> [DESCRIPTION OF THE TASK]: Across the entries below, determine how many lines include the word "range". State only the resulting number.

########################################

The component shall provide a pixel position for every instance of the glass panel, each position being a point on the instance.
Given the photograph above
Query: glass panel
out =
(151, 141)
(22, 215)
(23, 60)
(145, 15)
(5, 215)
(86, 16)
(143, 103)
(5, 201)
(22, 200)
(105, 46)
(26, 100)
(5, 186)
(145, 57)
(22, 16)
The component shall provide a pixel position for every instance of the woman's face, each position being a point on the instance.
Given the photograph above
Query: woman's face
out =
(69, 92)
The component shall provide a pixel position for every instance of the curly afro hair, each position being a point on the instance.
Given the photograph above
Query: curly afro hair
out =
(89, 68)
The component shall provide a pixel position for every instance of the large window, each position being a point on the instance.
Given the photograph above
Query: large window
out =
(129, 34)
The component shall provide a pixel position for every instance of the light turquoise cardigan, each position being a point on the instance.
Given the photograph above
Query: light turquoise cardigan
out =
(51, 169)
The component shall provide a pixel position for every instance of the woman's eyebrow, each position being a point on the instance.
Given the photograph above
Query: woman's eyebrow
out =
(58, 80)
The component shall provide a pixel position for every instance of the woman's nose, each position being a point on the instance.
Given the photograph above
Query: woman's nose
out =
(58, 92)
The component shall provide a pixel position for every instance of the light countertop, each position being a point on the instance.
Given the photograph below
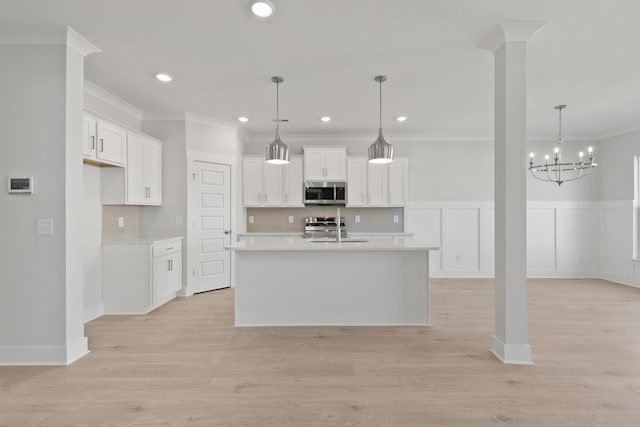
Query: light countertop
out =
(299, 244)
(142, 240)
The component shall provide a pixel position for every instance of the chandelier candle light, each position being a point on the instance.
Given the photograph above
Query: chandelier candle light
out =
(558, 171)
(277, 152)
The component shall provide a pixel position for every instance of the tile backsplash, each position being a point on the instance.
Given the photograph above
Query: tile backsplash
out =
(273, 220)
(110, 228)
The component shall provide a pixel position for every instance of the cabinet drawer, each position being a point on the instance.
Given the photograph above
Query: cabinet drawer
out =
(160, 249)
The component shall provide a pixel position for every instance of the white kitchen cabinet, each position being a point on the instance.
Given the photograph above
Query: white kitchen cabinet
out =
(325, 163)
(103, 142)
(398, 187)
(140, 275)
(377, 185)
(293, 183)
(140, 182)
(261, 182)
(356, 181)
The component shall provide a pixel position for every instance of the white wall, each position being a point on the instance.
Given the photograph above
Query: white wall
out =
(42, 304)
(92, 243)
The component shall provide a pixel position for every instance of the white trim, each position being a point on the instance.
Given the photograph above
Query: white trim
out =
(93, 312)
(51, 355)
(197, 118)
(108, 98)
(510, 32)
(46, 36)
(512, 354)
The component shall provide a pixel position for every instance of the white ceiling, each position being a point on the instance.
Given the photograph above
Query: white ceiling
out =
(328, 51)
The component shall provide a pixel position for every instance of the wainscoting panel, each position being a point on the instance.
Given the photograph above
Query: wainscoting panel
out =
(461, 240)
(562, 238)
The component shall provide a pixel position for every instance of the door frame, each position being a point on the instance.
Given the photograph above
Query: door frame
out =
(221, 159)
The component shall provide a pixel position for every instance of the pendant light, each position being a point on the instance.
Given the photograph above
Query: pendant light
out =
(380, 151)
(558, 171)
(277, 153)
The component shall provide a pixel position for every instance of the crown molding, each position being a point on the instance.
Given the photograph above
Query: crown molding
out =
(197, 118)
(108, 98)
(47, 36)
(510, 32)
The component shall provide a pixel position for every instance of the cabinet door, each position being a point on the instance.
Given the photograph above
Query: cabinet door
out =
(272, 184)
(314, 165)
(136, 191)
(174, 274)
(152, 172)
(89, 142)
(398, 180)
(252, 181)
(356, 181)
(159, 280)
(112, 142)
(293, 184)
(377, 184)
(335, 164)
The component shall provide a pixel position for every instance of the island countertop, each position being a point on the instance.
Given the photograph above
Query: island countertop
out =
(300, 244)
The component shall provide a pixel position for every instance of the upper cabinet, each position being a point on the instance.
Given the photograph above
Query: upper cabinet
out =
(325, 163)
(264, 184)
(370, 184)
(103, 142)
(140, 182)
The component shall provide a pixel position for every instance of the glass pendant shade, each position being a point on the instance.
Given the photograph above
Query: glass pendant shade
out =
(380, 151)
(277, 153)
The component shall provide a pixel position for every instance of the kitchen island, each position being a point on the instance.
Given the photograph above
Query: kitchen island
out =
(295, 282)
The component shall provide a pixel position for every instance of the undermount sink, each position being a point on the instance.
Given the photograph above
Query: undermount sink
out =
(330, 240)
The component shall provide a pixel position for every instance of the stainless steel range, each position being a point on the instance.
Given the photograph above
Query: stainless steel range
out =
(324, 227)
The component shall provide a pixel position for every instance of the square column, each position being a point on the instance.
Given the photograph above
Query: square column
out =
(509, 44)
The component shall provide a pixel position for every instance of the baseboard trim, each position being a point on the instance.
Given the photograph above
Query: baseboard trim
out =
(512, 354)
(93, 312)
(43, 355)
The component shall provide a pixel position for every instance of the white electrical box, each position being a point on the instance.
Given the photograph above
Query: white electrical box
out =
(20, 185)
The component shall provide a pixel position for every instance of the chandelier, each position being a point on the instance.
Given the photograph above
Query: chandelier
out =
(556, 170)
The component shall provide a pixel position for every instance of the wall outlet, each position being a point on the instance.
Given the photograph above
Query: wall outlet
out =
(44, 227)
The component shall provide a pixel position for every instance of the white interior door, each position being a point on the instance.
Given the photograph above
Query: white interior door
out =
(209, 227)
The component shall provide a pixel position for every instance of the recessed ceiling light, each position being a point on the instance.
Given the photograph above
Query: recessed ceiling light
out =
(164, 77)
(262, 9)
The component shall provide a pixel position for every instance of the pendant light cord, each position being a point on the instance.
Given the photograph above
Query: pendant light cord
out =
(380, 103)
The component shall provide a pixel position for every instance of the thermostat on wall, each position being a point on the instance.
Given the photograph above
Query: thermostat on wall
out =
(20, 185)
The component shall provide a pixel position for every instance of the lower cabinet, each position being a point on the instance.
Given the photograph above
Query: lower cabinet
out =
(139, 276)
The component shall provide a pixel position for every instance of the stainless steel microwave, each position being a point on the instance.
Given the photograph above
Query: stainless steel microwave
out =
(325, 193)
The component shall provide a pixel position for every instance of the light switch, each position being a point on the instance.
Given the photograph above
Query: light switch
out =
(45, 227)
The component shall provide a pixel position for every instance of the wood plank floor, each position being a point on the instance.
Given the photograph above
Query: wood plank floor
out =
(185, 364)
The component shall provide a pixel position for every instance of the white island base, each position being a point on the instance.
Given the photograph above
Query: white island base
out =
(331, 284)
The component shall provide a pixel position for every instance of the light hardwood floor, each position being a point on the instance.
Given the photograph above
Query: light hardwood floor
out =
(185, 364)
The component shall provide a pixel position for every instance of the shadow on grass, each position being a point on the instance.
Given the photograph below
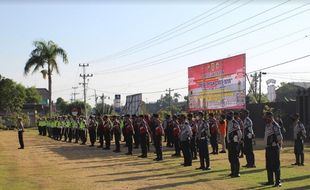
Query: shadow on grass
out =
(300, 188)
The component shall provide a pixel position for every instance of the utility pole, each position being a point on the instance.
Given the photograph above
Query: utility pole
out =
(170, 98)
(85, 76)
(260, 86)
(74, 93)
(95, 98)
(102, 98)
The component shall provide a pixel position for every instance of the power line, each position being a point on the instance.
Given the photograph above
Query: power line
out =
(186, 31)
(179, 55)
(280, 64)
(85, 76)
(190, 21)
(219, 39)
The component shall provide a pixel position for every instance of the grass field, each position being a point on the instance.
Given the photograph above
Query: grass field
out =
(47, 164)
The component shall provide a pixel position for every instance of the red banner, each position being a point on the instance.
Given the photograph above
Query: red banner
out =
(217, 85)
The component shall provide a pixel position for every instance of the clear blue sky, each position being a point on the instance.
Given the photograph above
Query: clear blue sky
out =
(91, 31)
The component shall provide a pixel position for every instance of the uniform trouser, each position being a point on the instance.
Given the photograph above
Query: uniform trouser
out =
(77, 135)
(92, 135)
(117, 142)
(136, 138)
(143, 141)
(49, 134)
(63, 133)
(169, 137)
(44, 130)
(299, 151)
(248, 151)
(21, 139)
(177, 146)
(273, 163)
(107, 139)
(233, 157)
(70, 136)
(100, 135)
(129, 142)
(223, 142)
(186, 150)
(148, 143)
(241, 149)
(158, 146)
(124, 134)
(204, 153)
(40, 130)
(83, 136)
(194, 147)
(213, 141)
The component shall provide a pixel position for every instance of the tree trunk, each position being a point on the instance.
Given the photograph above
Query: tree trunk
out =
(50, 91)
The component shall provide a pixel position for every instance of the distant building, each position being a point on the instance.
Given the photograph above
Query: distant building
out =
(33, 110)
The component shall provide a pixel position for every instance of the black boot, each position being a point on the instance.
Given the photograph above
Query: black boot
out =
(270, 178)
(278, 181)
(302, 158)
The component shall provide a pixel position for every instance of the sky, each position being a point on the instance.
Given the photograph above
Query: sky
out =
(146, 47)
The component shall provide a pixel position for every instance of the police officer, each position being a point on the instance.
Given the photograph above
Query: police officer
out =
(159, 132)
(107, 132)
(241, 124)
(100, 131)
(129, 130)
(203, 134)
(144, 133)
(234, 139)
(117, 133)
(214, 132)
(185, 138)
(299, 136)
(77, 129)
(136, 135)
(248, 136)
(83, 136)
(193, 143)
(44, 126)
(20, 127)
(92, 131)
(273, 141)
(176, 132)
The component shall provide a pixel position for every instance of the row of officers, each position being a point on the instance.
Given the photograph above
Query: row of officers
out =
(185, 133)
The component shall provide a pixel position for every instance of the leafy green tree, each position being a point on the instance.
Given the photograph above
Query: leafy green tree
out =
(33, 96)
(12, 96)
(61, 106)
(286, 92)
(44, 57)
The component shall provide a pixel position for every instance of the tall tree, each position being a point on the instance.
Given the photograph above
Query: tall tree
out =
(43, 58)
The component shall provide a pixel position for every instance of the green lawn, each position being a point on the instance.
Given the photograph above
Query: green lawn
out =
(47, 164)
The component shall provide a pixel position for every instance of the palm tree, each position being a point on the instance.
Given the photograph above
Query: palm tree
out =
(44, 57)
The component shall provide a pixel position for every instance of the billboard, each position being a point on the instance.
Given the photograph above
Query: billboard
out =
(133, 104)
(217, 85)
(117, 103)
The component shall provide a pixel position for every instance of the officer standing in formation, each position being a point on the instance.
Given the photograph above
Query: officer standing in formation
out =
(234, 139)
(159, 132)
(188, 135)
(299, 136)
(273, 141)
(185, 138)
(20, 128)
(248, 136)
(203, 134)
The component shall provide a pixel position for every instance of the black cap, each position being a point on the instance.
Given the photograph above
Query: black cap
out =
(155, 115)
(200, 113)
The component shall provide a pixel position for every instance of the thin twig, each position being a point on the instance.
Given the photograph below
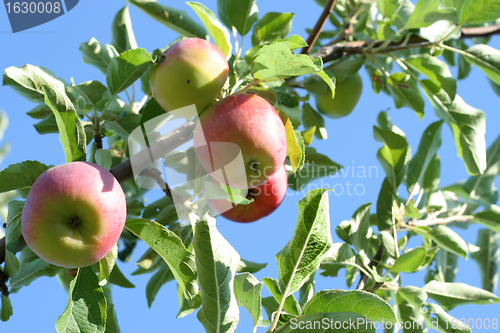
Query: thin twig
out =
(371, 264)
(340, 50)
(313, 36)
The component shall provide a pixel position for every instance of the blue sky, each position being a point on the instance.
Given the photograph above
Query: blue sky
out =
(350, 142)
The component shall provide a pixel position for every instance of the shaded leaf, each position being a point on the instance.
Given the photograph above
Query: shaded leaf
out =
(488, 258)
(216, 261)
(302, 255)
(360, 302)
(450, 295)
(86, 309)
(71, 131)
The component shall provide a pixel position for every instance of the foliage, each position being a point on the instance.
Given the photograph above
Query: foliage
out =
(406, 49)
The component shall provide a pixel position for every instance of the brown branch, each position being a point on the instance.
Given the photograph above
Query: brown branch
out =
(372, 263)
(143, 159)
(340, 50)
(313, 36)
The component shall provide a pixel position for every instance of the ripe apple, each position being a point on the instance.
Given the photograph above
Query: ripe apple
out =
(266, 199)
(241, 141)
(347, 94)
(74, 214)
(192, 71)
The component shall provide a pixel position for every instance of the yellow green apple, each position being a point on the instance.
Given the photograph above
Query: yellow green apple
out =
(347, 93)
(192, 71)
(74, 214)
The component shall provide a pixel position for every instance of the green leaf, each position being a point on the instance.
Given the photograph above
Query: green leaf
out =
(170, 247)
(443, 321)
(409, 261)
(86, 309)
(217, 31)
(427, 12)
(446, 267)
(468, 126)
(413, 295)
(247, 292)
(360, 231)
(126, 68)
(447, 239)
(487, 58)
(31, 269)
(186, 307)
(216, 261)
(346, 67)
(98, 54)
(249, 266)
(125, 125)
(385, 205)
(329, 79)
(177, 20)
(103, 158)
(490, 217)
(393, 156)
(28, 81)
(450, 295)
(405, 92)
(276, 61)
(240, 14)
(6, 310)
(432, 175)
(340, 255)
(302, 255)
(13, 230)
(295, 146)
(272, 26)
(107, 264)
(315, 166)
(479, 11)
(290, 305)
(123, 35)
(12, 265)
(92, 91)
(111, 319)
(427, 148)
(436, 71)
(293, 42)
(157, 280)
(71, 131)
(116, 277)
(40, 111)
(311, 118)
(360, 302)
(488, 258)
(482, 186)
(20, 175)
(343, 320)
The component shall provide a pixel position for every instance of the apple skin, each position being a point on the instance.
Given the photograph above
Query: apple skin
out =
(241, 121)
(347, 94)
(266, 199)
(193, 71)
(78, 193)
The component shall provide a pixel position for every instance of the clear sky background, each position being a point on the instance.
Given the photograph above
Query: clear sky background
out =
(350, 142)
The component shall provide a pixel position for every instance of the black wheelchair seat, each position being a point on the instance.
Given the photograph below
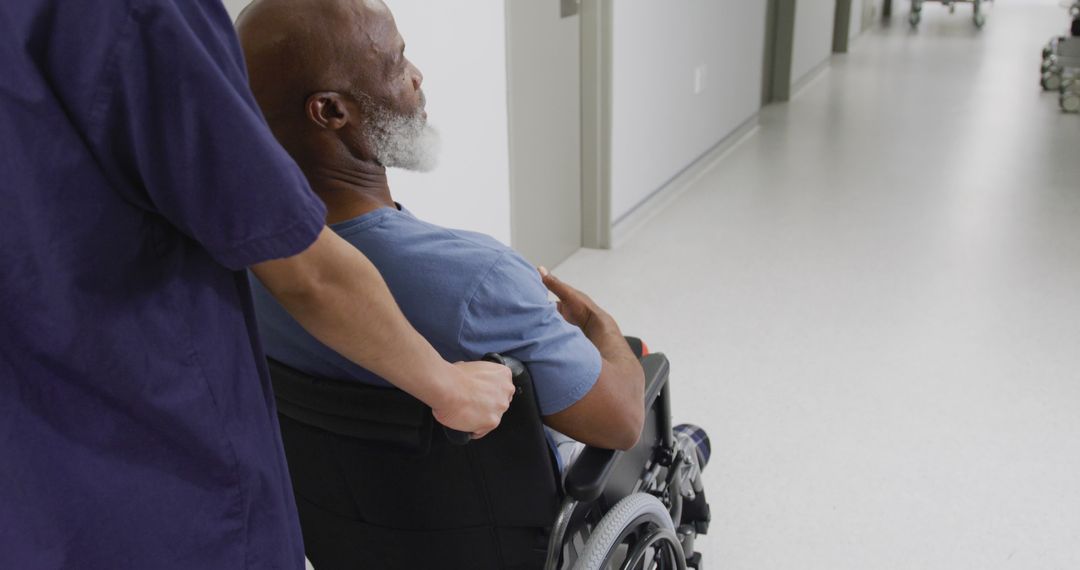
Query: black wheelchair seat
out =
(378, 485)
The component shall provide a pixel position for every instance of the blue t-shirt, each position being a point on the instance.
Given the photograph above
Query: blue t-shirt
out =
(466, 293)
(137, 428)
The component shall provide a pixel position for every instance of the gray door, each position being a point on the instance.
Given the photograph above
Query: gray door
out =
(543, 58)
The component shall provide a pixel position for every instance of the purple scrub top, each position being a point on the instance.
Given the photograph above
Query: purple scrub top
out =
(137, 180)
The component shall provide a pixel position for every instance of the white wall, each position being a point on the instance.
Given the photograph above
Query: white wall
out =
(460, 46)
(659, 125)
(813, 36)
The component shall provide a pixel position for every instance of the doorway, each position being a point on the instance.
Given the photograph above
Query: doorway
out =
(543, 60)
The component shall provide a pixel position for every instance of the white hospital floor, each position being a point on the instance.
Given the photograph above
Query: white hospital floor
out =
(873, 304)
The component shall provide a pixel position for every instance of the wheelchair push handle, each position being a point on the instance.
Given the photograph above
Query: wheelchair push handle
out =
(515, 366)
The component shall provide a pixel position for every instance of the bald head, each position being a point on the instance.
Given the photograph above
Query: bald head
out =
(296, 48)
(333, 81)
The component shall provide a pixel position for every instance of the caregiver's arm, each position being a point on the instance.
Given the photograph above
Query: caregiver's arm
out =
(338, 296)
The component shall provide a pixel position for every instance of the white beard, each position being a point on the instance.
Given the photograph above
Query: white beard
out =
(403, 141)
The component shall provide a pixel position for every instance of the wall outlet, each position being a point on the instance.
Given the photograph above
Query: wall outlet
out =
(699, 79)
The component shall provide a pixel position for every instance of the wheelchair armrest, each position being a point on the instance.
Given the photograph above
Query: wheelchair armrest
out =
(590, 473)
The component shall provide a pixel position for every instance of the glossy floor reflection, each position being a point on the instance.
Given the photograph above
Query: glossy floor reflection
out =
(873, 304)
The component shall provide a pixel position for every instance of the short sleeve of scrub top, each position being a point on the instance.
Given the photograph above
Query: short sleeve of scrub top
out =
(137, 178)
(178, 110)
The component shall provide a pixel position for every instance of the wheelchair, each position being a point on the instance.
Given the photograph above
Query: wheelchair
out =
(378, 484)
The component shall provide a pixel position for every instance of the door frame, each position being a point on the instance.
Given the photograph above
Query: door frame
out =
(596, 102)
(779, 45)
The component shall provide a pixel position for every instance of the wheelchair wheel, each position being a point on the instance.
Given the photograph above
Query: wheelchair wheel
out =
(636, 532)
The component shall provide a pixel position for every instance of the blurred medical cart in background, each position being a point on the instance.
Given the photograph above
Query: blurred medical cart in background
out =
(979, 17)
(1061, 64)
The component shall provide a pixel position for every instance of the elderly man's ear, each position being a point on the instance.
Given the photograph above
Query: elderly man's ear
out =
(327, 110)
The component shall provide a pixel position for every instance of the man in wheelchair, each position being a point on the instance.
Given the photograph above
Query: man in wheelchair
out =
(375, 488)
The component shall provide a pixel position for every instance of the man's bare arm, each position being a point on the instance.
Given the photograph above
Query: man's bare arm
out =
(611, 414)
(338, 296)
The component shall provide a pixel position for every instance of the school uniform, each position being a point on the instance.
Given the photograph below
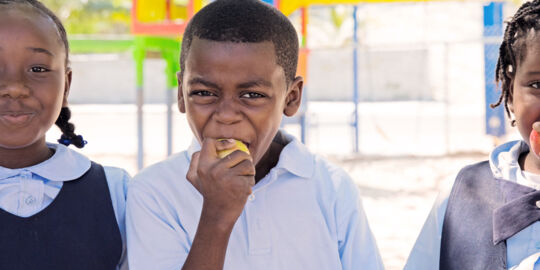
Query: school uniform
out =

########################################

> [EXERCISE OUTPUT]: 2